- WRITTEN INSTRUCTION: Extract each line of the data below exactly as written.

- RECORDS TO PROCESS:
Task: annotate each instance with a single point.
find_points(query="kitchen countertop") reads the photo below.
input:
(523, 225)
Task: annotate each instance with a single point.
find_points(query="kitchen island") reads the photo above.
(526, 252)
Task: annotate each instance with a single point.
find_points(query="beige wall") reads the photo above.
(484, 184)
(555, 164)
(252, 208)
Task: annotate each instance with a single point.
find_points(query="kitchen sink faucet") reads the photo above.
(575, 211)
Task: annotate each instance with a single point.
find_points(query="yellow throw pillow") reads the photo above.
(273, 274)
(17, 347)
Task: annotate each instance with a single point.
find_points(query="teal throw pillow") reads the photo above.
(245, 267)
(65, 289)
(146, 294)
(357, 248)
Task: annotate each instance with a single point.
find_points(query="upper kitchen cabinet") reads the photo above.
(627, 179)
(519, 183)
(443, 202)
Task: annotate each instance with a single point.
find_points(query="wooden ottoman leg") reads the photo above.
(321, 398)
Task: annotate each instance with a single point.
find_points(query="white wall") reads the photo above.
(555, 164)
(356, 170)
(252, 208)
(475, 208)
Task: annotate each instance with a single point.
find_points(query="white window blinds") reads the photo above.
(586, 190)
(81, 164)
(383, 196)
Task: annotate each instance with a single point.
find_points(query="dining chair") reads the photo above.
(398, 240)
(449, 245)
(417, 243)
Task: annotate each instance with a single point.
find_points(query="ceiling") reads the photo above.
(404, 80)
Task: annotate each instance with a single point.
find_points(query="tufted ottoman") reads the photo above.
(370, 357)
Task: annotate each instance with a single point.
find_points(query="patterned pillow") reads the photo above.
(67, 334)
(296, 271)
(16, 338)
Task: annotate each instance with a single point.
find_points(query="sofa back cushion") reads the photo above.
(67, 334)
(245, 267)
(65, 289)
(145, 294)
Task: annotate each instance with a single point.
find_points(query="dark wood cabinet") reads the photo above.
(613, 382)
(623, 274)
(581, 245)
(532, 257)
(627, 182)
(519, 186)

- ANSWER IN FULL:
Task: annotate each instance with a single point.
find_points(query="kitchen countertop") reads the photo below.
input:
(523, 225)
Task: annotate each instance with a single point.
find_points(query="kitchen island") reads the photo above.
(526, 252)
Task: annotate each instance with a single point.
find_points(query="beige wall") reads the photo above.
(484, 184)
(555, 164)
(252, 208)
Task: annotate each instance with a single point.
find_points(query="kitchen sink faucet") reads the photo above.
(575, 211)
Task: annotate each instance with a single point.
find_points(query="yellow throw pillow") reads the photo above.
(273, 274)
(17, 347)
Task: annotate each instance with a single point.
find_points(query="teal throw pillow") reads the photo above.
(245, 267)
(65, 289)
(146, 294)
(357, 248)
Task: annotate each instance with a single point.
find_points(query="upper kitchen cabinet") reads the photo above.
(627, 179)
(519, 183)
(443, 202)
Task: annotate each instance with a single point.
find_points(query="wooden ottoman leg") reads the photo above.
(321, 398)
Task: annotate each instance with a single point.
find_points(query="white wall") reads the photo above.
(555, 164)
(356, 170)
(252, 208)
(475, 208)
Task: annotate each instance with a single point.
find_points(query="white window blinds") reads the photo above.
(586, 190)
(81, 164)
(383, 196)
Task: annotate each instance with a single point.
find_points(query="dining chair") reads the photo above.
(398, 240)
(449, 245)
(417, 243)
Task: annotate each instance with a single point.
find_points(query="ceiling") reads the photo above.
(404, 80)
Task: annotate each instance with a single point.
find_points(query="tufted ottoman") reads the photo above.
(370, 357)
Task: annotate each instance with a single point.
find_points(query="patterned pillow") reads the photo above.
(67, 334)
(296, 271)
(16, 338)
Task: annotate each instance with a single point.
find_points(query="sofa back cushion") reads the photo above.
(67, 334)
(245, 267)
(65, 289)
(145, 294)
Task: annotate each instance with a single point.
find_points(query="dark wood cabinet") reads the photo above.
(613, 382)
(623, 274)
(581, 245)
(532, 257)
(627, 182)
(519, 186)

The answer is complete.